*What you will do:* Copy exactly, please, the lines of the data from its start through the line containing "point: one pixel per instance, each like <point>771,500</point>.".

(Entries taken from a collection)
════

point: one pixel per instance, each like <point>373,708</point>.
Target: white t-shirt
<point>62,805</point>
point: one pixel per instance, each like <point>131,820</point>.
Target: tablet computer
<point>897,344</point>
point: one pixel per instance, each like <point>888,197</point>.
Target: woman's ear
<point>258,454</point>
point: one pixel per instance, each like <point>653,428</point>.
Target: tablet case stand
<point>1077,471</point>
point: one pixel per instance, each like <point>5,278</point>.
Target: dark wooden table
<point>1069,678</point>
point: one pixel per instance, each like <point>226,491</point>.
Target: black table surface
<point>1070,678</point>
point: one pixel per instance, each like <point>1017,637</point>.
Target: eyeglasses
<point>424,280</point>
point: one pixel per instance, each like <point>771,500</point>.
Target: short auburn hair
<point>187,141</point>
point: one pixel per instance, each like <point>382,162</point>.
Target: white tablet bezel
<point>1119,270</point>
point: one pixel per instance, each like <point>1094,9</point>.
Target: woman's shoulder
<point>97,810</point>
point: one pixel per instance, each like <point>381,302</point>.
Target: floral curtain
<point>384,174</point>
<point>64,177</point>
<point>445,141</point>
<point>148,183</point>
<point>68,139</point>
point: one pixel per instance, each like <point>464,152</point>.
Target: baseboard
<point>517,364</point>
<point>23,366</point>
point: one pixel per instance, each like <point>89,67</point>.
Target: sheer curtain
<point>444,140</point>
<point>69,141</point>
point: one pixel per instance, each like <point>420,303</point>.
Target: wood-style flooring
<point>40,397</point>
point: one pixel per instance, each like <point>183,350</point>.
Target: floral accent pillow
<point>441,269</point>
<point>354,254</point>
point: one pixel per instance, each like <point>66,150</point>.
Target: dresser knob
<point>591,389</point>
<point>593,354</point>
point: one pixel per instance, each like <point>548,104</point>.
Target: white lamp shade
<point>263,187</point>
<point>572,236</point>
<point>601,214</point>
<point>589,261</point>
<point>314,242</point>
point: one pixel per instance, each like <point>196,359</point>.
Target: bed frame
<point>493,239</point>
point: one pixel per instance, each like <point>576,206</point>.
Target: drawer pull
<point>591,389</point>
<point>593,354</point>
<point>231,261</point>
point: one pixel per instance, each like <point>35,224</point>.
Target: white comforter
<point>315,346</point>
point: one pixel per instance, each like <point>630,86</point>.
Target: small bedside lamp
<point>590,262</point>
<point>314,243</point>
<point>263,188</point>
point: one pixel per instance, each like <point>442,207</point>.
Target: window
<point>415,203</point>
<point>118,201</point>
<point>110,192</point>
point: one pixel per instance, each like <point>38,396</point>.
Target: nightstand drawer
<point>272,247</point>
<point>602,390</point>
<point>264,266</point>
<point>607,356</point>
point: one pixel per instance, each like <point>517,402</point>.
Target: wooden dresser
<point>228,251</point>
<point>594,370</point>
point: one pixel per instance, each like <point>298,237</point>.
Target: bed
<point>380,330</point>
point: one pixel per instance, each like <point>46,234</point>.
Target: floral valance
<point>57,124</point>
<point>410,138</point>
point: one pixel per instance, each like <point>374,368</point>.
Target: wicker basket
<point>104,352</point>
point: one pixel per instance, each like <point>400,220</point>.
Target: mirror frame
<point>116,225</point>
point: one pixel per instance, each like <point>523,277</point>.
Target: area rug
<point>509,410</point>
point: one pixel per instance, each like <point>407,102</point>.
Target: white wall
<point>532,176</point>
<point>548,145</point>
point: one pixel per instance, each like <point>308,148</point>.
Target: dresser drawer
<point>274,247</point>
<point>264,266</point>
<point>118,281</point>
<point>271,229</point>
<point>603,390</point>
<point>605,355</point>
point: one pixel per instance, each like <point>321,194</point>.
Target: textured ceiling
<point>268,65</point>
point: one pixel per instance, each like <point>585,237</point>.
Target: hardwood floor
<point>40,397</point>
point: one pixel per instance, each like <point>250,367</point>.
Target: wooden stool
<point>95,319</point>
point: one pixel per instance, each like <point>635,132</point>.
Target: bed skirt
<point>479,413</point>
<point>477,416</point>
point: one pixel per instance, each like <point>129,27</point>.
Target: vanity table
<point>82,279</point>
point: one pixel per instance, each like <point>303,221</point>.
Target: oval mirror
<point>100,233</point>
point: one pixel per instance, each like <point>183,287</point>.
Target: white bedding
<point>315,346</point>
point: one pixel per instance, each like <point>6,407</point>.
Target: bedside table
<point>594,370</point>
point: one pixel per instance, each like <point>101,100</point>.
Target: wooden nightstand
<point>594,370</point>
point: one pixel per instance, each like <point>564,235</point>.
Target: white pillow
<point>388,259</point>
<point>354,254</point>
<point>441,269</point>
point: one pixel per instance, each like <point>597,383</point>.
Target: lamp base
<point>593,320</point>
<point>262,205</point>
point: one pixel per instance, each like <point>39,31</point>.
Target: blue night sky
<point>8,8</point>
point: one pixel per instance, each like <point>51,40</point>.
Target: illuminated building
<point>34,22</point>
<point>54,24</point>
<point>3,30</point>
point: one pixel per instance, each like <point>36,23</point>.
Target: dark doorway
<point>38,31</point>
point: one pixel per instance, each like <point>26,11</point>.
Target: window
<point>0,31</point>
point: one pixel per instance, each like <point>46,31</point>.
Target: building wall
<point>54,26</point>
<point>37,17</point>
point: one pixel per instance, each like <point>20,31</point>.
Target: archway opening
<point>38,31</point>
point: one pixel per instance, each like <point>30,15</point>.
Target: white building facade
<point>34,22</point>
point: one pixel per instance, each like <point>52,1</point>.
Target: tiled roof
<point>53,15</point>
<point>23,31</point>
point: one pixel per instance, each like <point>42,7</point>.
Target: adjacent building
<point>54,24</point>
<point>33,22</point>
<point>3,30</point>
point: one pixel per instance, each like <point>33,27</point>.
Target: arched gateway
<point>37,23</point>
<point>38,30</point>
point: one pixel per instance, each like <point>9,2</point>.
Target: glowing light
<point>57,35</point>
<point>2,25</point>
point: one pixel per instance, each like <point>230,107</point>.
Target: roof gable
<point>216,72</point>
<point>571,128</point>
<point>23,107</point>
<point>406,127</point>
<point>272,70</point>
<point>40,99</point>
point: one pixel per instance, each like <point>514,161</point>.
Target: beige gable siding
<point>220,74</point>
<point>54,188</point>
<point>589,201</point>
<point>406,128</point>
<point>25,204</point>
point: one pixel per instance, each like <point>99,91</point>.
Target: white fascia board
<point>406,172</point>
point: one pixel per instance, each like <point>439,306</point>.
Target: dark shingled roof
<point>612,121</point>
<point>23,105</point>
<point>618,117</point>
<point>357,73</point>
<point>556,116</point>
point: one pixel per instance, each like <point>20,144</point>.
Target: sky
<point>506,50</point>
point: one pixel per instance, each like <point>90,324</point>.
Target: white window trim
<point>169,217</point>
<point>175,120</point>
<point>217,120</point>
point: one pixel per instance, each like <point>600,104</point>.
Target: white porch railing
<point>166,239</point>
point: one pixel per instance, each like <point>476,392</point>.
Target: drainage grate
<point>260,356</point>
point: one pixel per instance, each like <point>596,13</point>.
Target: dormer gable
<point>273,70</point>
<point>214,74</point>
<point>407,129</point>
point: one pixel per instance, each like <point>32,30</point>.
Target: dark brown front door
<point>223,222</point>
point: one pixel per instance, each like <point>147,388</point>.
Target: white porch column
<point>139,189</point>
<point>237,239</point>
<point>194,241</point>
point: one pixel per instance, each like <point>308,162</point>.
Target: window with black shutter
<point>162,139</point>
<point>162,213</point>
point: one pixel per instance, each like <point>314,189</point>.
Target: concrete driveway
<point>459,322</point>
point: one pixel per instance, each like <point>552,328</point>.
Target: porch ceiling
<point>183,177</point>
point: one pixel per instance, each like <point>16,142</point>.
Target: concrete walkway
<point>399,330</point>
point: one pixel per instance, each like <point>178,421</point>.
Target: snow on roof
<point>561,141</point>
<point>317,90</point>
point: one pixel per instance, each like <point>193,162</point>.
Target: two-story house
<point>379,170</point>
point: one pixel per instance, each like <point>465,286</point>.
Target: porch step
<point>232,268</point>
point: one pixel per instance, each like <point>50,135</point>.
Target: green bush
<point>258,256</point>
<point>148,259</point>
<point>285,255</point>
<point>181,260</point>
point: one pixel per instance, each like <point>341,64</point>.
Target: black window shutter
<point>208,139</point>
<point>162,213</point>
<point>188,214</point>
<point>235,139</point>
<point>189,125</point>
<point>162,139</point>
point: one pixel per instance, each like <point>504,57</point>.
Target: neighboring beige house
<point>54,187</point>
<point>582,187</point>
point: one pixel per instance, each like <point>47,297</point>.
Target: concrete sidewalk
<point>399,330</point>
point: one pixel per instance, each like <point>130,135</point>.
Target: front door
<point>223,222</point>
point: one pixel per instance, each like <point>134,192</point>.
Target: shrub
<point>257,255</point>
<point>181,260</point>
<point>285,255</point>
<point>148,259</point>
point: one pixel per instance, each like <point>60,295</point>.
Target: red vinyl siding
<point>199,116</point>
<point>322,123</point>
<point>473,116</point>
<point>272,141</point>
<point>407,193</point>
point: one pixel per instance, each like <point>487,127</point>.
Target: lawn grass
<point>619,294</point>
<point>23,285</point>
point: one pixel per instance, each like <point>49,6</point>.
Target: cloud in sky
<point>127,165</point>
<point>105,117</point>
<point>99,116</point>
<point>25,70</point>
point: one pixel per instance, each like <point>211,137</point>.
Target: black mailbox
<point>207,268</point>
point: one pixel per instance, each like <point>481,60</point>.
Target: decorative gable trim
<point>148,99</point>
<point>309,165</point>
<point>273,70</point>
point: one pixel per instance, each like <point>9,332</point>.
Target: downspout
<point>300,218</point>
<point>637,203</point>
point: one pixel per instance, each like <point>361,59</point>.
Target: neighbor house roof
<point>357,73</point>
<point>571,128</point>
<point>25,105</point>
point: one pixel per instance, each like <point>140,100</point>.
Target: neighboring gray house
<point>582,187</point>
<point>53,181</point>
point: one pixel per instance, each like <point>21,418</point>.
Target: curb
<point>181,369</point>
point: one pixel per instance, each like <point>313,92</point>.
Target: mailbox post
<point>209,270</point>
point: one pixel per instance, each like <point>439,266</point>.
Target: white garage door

════

*Your response:*
point: one pixel per instance, each like <point>373,708</point>.
Target: white t-shirt
<point>62,805</point>
point: one pixel per instance, each like <point>131,820</point>.
Target: tablet computer
<point>897,344</point>
point: one pixel per instance, each like <point>888,197</point>.
Target: woman's ear
<point>258,454</point>
point: one pixel per instance, each like <point>653,428</point>.
Target: tablet case stand
<point>1077,471</point>
point: one pixel per instance, each like <point>5,278</point>.
Target: dark wooden table
<point>1069,678</point>
point: one pixel per instance, each like <point>226,491</point>.
Target: black table surface
<point>1070,678</point>
point: one pixel per instance, each like <point>1017,637</point>.
Target: eyeglasses
<point>424,280</point>
point: one pixel per instance, each like <point>771,500</point>.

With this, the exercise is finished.